• [RECORDS FOR THE TASK]
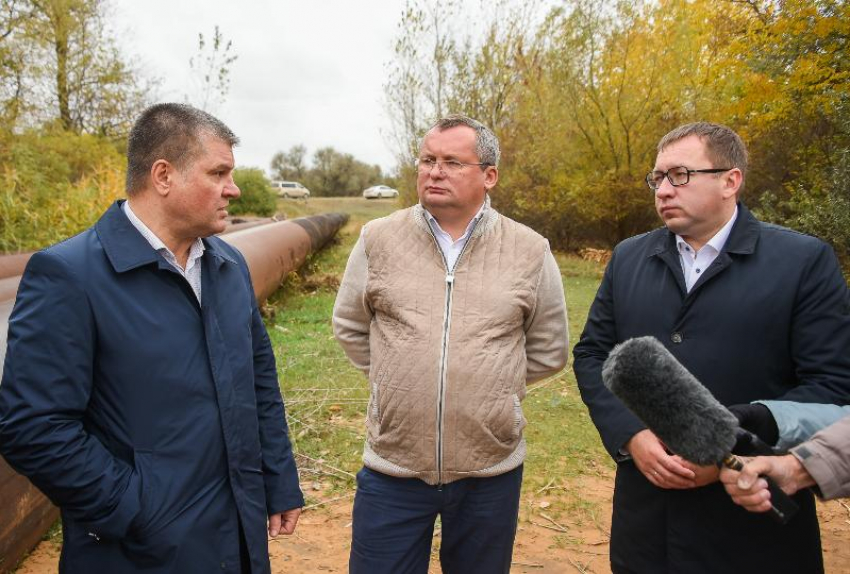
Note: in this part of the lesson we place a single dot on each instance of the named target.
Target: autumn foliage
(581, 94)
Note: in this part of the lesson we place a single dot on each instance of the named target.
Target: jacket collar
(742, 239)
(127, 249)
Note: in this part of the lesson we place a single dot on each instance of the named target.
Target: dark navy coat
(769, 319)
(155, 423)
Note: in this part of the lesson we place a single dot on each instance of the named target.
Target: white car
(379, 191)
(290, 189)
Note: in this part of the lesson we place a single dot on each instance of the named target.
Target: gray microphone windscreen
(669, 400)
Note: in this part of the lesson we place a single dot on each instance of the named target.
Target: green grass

• [TASK DETAILS]
Please convert every line of the records above into a Markdown table with the columns Row and Text, skipping blank lines and leaving out the pictures.

• [WRITTEN ANSWER]
| Row | Text |
|---|---|
| 1 | Note: in this part of the lesson we place a single dot on each instance of the named target. |
| 2 | Target: autumn foliage |
| 3 | (581, 94) |
| 4 | Note: in this part of the lesson we place a single dot on each instance of the named target. |
| 5 | Target: jacket collar |
| 6 | (742, 239) |
| 7 | (127, 249) |
| 8 | Note: in this part of the lesson we place a single dot on each instance of the named target. |
| 9 | Target: dark navy coat |
| 10 | (769, 319) |
| 11 | (155, 423) |
| 12 | Note: in this part of the lesson we place a single dot on each instance of the named target. |
| 13 | Target: white car |
| 14 | (379, 191) |
| 15 | (290, 189) |
| 16 | Note: in this part of the lesson we place a single dot on each instance of the named target. |
| 17 | Target: gray microphone windscreen |
| 18 | (669, 400) |
| 19 | Note: in this part of the lesson we place a single dot on each instance of the named target. |
| 20 | Target: green grass |